* [WHAT TO WORK ON]
A: In the forum thread about the martial arts tricks website, reproduce word for word the stretch from "http://bilang.com/" through "gymnastics and acrobatics.".
B: Continue the forum thread about the martial arts tricks website from the point where it stops.

* [TEXT SEGMENT]
# Martial Arts Tricks Website.



## arnisador (Nov 10, 2002)

Lots of video clips:

http://bilang.com/



> This website is about all kinds of special kicks, moves and flips, combining various martial arts like taekwondo, wushu, capoeira with gymnastics and acrobatics.


----------



## c2kenpo (Nov 10, 2002)

very neat site...of course with a bad ankle and a shaky knee it almost hurts to watch these guys. But really cool!

thanks.


----------



## theneuhauser (Nov 10, 2002)

hey buddy, you need to mosey on over to that link i threw up on health tips-


----------



## c2kenpo (Nov 10, 2002)

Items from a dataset
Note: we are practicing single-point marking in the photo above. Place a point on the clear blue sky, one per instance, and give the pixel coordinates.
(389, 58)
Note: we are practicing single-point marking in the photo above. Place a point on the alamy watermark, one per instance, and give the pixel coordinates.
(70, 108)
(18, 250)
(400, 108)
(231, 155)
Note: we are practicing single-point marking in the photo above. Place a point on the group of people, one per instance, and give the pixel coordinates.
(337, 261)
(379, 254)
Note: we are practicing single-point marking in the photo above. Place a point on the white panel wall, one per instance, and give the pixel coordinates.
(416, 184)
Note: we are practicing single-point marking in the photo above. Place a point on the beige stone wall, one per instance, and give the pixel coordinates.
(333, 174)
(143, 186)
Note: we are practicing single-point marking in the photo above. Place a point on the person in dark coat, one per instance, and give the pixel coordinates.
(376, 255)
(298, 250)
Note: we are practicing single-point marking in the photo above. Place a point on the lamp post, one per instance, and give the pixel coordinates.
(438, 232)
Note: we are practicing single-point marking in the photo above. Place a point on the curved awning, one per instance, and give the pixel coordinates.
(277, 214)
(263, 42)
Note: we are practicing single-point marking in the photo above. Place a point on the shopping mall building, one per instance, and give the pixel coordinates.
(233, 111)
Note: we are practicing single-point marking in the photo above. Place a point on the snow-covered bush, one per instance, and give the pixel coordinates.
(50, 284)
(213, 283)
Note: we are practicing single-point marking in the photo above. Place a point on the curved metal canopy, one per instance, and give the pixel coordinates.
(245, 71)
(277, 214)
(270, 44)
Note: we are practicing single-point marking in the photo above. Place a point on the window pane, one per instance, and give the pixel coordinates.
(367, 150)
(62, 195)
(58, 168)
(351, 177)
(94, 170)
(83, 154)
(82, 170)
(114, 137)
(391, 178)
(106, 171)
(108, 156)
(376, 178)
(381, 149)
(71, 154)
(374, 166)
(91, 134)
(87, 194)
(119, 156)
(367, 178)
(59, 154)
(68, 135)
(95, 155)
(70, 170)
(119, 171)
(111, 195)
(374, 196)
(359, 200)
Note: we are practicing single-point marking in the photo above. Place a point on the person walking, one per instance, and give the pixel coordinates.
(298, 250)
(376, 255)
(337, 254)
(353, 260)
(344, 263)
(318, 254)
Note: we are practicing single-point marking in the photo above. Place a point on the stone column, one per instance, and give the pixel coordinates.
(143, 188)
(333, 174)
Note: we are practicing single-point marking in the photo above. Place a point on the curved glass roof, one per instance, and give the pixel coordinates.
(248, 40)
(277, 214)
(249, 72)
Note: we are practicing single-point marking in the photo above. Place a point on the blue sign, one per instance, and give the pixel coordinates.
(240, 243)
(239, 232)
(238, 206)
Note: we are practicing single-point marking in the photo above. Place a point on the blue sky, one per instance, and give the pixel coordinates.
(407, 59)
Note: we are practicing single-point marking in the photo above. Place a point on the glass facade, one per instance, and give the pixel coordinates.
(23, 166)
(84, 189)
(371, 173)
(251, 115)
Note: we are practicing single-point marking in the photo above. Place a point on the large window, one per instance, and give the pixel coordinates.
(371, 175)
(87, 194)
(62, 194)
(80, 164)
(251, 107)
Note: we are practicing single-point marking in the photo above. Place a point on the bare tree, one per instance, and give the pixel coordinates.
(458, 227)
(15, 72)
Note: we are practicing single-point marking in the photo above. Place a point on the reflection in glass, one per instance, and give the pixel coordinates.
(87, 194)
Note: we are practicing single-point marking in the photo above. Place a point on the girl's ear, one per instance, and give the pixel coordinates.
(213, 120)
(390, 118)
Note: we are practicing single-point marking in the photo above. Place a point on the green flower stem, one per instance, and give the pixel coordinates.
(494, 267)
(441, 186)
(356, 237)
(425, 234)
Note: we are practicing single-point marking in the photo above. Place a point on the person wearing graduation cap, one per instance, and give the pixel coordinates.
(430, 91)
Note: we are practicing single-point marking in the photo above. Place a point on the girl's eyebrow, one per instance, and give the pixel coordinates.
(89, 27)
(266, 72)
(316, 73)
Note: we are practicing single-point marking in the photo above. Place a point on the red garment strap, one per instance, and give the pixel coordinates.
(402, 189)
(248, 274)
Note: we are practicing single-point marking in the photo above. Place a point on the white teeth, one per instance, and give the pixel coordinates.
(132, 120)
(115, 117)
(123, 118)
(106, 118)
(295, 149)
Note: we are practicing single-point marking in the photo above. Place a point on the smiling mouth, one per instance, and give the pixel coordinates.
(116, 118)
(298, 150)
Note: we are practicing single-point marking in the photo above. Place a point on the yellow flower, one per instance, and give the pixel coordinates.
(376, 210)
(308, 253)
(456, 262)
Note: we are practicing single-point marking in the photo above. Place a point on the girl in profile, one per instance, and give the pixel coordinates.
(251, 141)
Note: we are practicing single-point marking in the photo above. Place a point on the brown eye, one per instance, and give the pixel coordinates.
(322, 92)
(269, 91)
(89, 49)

* [EXPECTED OUTPUTS]
A:
http://bilang.com/



> This website is about all kinds of special kicks, moves and flips, combining various martial arts like taekwondo, wushu, capoeira with gymnastics and acrobatics.

B:
> _Originally posted by theneuhauser _
> 
> *hey buddy, you need to mosey on over to that link i threw up on health tips- *



Thanks! What I mean by bad ankle and knee is that I'm fine for MA and everything but if i'm gonna kick you in the head I'll bring your head to my foot!!! My ankles and knee joints just are not made for high acrobatics like that. Cool but just not for me.

I could just see trying that and blowing my knee out again..then I could learn self-defense with a cane...hmmn....now that I think about it, maybe some cross training...hmmmn?


----------



## DWright (Nov 10, 2002)

Thanks for the link.  It's a nice site to check out.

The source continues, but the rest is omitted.